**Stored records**
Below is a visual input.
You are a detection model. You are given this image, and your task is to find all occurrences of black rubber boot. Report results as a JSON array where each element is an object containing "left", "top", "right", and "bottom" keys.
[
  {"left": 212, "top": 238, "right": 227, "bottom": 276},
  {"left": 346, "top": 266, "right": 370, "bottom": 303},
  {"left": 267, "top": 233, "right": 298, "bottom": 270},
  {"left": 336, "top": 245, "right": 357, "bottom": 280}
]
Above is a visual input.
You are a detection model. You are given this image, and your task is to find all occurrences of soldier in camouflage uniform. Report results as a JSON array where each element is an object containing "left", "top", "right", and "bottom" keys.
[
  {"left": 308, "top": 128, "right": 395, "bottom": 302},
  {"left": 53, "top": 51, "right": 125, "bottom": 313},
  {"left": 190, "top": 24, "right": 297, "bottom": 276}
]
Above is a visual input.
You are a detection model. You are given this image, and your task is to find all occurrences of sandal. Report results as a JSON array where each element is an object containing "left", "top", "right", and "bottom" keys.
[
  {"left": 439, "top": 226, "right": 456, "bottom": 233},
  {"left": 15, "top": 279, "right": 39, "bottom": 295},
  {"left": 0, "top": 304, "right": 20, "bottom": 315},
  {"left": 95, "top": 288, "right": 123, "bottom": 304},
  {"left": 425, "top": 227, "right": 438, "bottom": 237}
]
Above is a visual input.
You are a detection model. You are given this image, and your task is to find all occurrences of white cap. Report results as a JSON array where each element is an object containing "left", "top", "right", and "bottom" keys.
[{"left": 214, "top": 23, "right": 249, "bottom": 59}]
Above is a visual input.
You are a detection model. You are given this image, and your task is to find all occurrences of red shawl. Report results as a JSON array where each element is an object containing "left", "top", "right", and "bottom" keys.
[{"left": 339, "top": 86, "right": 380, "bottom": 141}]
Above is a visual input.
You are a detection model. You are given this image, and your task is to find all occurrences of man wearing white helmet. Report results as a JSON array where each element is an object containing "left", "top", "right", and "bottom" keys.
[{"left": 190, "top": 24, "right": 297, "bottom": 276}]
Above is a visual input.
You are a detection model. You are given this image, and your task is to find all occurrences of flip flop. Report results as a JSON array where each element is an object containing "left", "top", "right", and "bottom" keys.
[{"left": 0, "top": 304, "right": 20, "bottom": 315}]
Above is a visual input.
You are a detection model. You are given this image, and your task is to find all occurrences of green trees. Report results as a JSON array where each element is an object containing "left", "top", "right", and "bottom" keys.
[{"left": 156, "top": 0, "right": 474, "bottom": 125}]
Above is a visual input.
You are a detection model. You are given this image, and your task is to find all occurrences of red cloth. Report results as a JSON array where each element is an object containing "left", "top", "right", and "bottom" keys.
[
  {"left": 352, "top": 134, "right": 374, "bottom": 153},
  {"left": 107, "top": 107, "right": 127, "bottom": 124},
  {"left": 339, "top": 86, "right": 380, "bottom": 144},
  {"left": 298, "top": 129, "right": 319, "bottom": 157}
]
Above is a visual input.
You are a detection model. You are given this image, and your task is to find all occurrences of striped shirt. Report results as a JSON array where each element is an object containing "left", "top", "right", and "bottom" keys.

**Task prompt**
Collect every line in the items above that contains the word "white", and copy each such line in full.

**Exercise result**
You are a detection model. You are given this image, and your task is to find all occurrences of white cap. Report results as a JSON array where each element is an object containing "left", "top", "right", and "bottom" keys.
You are a detection model. You are given this image, and your task is to find all occurrences of man wearing white helmet. Report results as a JSON array where each element is an object containing "left", "top", "right", and "bottom" keys.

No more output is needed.